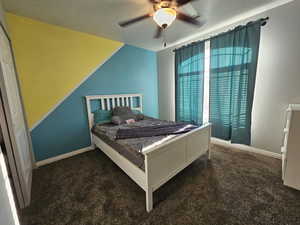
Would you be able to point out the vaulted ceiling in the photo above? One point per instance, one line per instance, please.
(101, 17)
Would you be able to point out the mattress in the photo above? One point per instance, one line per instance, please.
(131, 148)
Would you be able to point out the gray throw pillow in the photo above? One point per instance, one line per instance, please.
(122, 119)
(121, 110)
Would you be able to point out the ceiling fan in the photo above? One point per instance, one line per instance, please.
(165, 12)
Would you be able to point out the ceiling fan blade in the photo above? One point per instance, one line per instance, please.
(183, 2)
(158, 32)
(188, 19)
(134, 20)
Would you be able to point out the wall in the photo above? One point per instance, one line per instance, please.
(52, 58)
(278, 79)
(54, 99)
(8, 213)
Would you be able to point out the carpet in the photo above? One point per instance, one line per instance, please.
(235, 188)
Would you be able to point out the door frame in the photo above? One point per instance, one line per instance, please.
(13, 159)
(21, 97)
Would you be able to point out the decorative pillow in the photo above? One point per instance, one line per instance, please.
(121, 110)
(138, 114)
(102, 116)
(122, 119)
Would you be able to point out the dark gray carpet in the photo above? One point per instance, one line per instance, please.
(235, 188)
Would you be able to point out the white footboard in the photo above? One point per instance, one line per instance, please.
(166, 160)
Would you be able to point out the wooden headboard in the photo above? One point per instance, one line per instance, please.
(108, 102)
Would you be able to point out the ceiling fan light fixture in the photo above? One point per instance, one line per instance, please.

# [Direction]
Output the data exactly. Pictures don't belong in the result.

# [Full response]
Would you be able to point out the vaulted ceiling in the photo above? One point per instance, one line per instance, please.
(101, 17)
Would you be able to point out the mattress in the photo above? One point per instance, one line per instance, please.
(131, 148)
Would you be able to point out the gray throw pillow in the photo above? One point per instance, one line per instance, please.
(122, 119)
(121, 110)
Would you be able to point out the ceiling fan in the photo above? One point per instance, one line per instance, please.
(165, 12)
Would you be able to point out the ceiling fan blade in the photo above? One point per instance, one line per instance, please.
(183, 2)
(158, 32)
(188, 19)
(134, 20)
Would you be able to point out the wall in the photo above? One point per instance, one line per instance, please.
(52, 58)
(278, 79)
(54, 99)
(8, 213)
Would you be able to point out the carpet in the photo above? One point per instance, one line per instance, please.
(235, 188)
Would you be able to point out the door frame in the photo above? One point per instance, one line per instance, please.
(13, 159)
(21, 97)
Would you be able to point out the decorative pillow in the photo above? One point per instance, one line per instance, please.
(121, 110)
(138, 114)
(102, 116)
(122, 119)
Would you be able to point out the dark gray carpet in the photo above? One point per instance, one line per instance, please.
(235, 188)
Would you be able to point out the white footboard in the photo above? One point per instance, one line per instance, please.
(166, 160)
Would you be able to point out the wooden headboard in the photo above? One point per instance, one line per instance, please.
(108, 102)
Would you be able to point out the ceiling fan light fixture in the photo above? One point per instance, one line per instance, please.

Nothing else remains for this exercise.